-- begin --

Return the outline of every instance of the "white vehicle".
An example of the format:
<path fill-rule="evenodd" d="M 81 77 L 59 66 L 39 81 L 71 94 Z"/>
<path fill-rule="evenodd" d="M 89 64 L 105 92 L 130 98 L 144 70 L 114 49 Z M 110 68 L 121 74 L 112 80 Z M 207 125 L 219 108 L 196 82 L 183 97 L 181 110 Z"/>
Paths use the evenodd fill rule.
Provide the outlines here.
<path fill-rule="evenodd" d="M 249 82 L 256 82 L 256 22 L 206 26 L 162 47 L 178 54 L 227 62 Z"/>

-- end --

Reproduce every line of the records above, character for character, with nothing changed.

Return the outline of every instance of the "white vehicle".
An example of the format:
<path fill-rule="evenodd" d="M 81 77 L 59 66 L 39 81 L 71 94 Z"/>
<path fill-rule="evenodd" d="M 89 64 L 105 92 L 130 98 L 144 70 L 114 49 Z M 110 68 L 121 74 L 112 80 Z M 207 125 L 219 108 L 196 82 L 183 97 L 181 110 Z"/>
Paths use the evenodd fill rule.
Provide the outlines here.
<path fill-rule="evenodd" d="M 249 82 L 256 82 L 256 22 L 206 26 L 162 47 L 178 54 L 227 62 Z"/>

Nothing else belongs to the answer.